*Vorgegebener Text*.
Von zu Hause ausgezogen, mit dem Partner in eine Wohnung. Jetzt fehlt nur noch ein Haustier zum richtigen Wohlfühlen. Nur mal zum gucken in den Tierladen gefahren und mit 3 turkmenischen Maushamstern und einem Ferplast Duna Fun Käfig wieder nach Hause gekommen. Was für tolle Tiere. In diesem Miniknast ließen sie sich auch super beobachten und die 3 waren richtig happy.
Etwa 2 Monate später war ich wieder zum Futter kaufen in dem Tierladen. Dort wurde mir noch ein vierter turkmenischer Maushamster in die Hand gedrückt, weil der von einem Wurf übrig war und keinesfalls allein sitzen sollte. Für die Vergesellschaftung sollte ich einfach eine Knoblauchzehe etwas in der Hand verreiben und dann die einzelnen Tiere damit anfassen. So haben alle den selben Geruch und in der Badewanne als neutraler Boden klappt dann auch eine Vergesellschaftung. Hat tatsächlich geklappt, dennoch möchte ich von dieser Technik strikt abraten.
Für 4 Tiere war der Käfig doch etwas klein und ich fuhr zu einem anderen Tierladen, wo ich früher auch mal ein Praktikum gemacht hatte. Von dort hatte ich auch früher mal Reptilien und Spinnen, doch die gehören natürlich nicht in den Nagerama-Bereich, weswegen ich sie hier nicht aufzähle.
Dort bekam ich meinen ersten Habitrailkäfig. Was für ein cooles System. Ich habe noch einige Teile teuer über die Kleinanzeigen dazu gekauft, sodass ich später ein richtiges Tunnel-Käfig-System hatte und mächtig stolz war. Egal wer uns besuchte, dieses System wurde von allen bewundert… Doch beeindruckende Optik macht längst keine artgerechte Haltung.
Immer mal wieder googelte ich nach Turkemnischen Maushamstern, doch so richtige Infos fand man nicht. Bis ich eines Tages endlich eine super informative Homepage nebst Forum fand und feststellen musste, dass alle meine Tiere miserabal gehalten wurden. Was habe ich mich schlecht gefühlt. Gitter, Plastik, kleine Räder, alles viel zu klein. Gefühlt hatte ich bis dato alles falsch gemacht, was man nur falsch machen kann.
Nach unzähligen Tränen und einem riesigen schlechten Gewissen planten mein Lebensgefährte und ich ein Gehege für die Maushamster. 120cm breit, 60cm tief und 240cm hoch. Mit der Option es in der Höhe zu unterteilen. Wir gestalteten das neue Gehege richtig naturnah. Mit Korkrückwand und Vorsprüngen, Korkröhren usw. Es sah wunderbar aus. Leider verkrafteten die Maushamster den Umzug nicht so gut und fingen an sich zu bekriegen. Daraufhin gab ich ein Mädel zu einer Pflegestelle in der sie neue vergesellschaftet wurde.

*Deine Aufgaben*.
[1] Prüfe, ob die Aussagen (a) bis (c) mit dem Text über die Maushamster übereinstimmen. Antworte jeweils mit Ja oder Nein und zitiere die entscheidenden Worte aus dem Text.
(a) Die ersten drei Maushamster wurden zusammen mit einem Käfig gekauft.
(b) Die Methode mit der Knoblauchzehe wird zur Vergesellschaftung empfohlen.
(c) Das neue Gehege ist 240 cm breit.
[2] Schreibe den Text über die Maushamster im Anschluss an seinen letzten Satz weiter.

*Auszüge der Auflistung*.

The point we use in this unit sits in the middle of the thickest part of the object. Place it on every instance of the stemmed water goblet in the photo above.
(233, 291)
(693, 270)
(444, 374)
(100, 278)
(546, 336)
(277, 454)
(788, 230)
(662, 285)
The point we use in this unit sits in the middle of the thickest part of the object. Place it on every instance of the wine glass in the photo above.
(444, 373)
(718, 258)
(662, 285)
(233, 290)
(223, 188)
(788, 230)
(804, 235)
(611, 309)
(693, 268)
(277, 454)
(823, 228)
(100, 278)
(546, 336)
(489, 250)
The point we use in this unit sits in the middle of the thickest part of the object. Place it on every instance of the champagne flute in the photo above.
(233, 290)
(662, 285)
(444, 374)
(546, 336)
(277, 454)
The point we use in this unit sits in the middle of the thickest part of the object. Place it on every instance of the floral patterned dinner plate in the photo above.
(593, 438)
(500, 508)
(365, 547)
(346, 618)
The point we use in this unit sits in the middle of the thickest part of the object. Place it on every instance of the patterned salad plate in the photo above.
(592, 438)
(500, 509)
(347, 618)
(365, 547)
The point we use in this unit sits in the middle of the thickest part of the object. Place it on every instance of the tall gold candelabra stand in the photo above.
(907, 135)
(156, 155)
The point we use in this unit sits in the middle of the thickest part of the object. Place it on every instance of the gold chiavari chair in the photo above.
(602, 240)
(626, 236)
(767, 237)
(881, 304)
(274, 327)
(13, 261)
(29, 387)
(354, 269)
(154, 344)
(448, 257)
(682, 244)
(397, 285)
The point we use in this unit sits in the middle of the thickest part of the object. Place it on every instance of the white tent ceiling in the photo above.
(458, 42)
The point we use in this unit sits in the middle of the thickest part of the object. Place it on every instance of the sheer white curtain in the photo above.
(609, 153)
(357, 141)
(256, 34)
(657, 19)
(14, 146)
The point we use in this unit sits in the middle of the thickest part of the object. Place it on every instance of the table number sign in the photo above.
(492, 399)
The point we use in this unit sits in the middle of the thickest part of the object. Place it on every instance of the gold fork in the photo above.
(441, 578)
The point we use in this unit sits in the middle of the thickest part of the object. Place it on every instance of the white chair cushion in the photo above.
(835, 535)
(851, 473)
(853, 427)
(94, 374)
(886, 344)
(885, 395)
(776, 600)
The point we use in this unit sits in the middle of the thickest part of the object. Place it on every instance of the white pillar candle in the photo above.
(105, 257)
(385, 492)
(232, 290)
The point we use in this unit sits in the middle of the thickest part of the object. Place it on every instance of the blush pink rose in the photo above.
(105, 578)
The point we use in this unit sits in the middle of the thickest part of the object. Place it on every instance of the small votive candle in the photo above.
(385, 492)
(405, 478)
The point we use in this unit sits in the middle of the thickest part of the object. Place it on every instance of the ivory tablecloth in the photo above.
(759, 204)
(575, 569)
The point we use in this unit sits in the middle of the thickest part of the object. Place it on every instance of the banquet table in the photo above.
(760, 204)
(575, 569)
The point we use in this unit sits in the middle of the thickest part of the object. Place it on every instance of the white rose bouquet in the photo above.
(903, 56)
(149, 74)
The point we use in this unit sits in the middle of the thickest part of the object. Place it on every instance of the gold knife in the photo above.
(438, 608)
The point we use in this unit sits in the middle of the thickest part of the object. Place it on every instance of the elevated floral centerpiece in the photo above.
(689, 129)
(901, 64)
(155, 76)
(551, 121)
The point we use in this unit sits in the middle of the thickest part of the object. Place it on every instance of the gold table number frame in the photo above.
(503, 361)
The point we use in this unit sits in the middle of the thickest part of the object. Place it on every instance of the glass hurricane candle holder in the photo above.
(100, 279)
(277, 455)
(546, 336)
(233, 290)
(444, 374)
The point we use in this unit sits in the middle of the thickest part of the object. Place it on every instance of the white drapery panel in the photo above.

*Lösungen*.
[1]
(a) Ja: „mit 3 turkmenischen Maushamstern und einem Ferplast Duna Fun Käfig wieder nach Hause gekommen“
(b) Nein: „dennoch möchte ich von dieser Technik strikt abraten“
(c) Nein: „120cm breit, 60cm tief und 240cm hoch“

[2]
Die Maushamster legten meinen Grundstein zur artgerechten Haltung und waren auch Schuld daran, dass bald nicht nur 3 Maushamster mit Ihrem riesigen Gehege im Wohnzimmer lebten, sondern eine 12-köpfige Gruppe Farbmäuse von einer Pflegestelle in einen weiteren Nagerschrank einzog.
Leider sind in einer Nacht ganz plötzlich alle 3 Maushamster verstorben. Erst später hatte ich erfahren, dass ich sie hätte obduzieren lassen können. Sowohl mir, als auch der Pflegestelle war und bleibt es ein Rätsel wie es dazu kam.
Von da an, gab es nur noch den Maushaufen. Artgerechte Farbmaushaltung fing damals ab 4 Tieren an. Dementsprechend musste man immer mal wieder neu Vergesellschaften. Durch Veränderungen meiner Lebensumstände passte die Farbmaushaltung irgendwann nicht mehr und ich gab die letzten 3 in artgerechte Haltung ab. Den Nagerschrank habe ich verkauft.
So ganz ohne Tiere konnte ich aber einfach nicht bleiben und suchte nach einem Tier, welches nicht sehr zeitintensiv ist und in ein Leben passt, bei dem ich durchaus von 9 bis 21 Uhr außer Haus sein kann. Und so kam ich (erneut) zum Hamster. Meine ersten Gehege waren aus Platten aus dem Baumarkt selbst gebaut. Wir entschieden uns direkt für 0,8m² und bauten 2 Gehege. Als alles fertig und artgerecht eingerichtet war, zogen nach einer Quarantänezeit mit Kotprobe etc. jeweils der Mittelhamstermann Bacon und seine Schwester Uschi bei uns ein.
Mittlerweile lebe ich ohne Partner in meiner eigenen Wohnung und habe aus meinem Esszimmer ein Hamsterzimmer gemacht. Die „kleinen“ 0,8m² Gehege gibt es nicht mehr. Diese habe ich zu einem 200x80cm Gehege verbunden. Außerdem habe ich noch ein Aquarium mit 0,9m², in dem zum aktuellen Zeitpunkt der Mittelhamster Herr von Bödefeld wohnt. Außerdem ist noch ein Schwerlastregal bei mir eingezogen, in dem 3 OSB Terrarien mit einer jeweiligen Grundfläche von 1,2m² Platz gefunden haben. Momentan wird davon nur eines von der Hybridin Talia bewohnt. Aber sicher werden schon bald die anderen Gehege auch wieder bewohnt werden und kleinen Hamsterseelen ein artgerechtes Leben schenken.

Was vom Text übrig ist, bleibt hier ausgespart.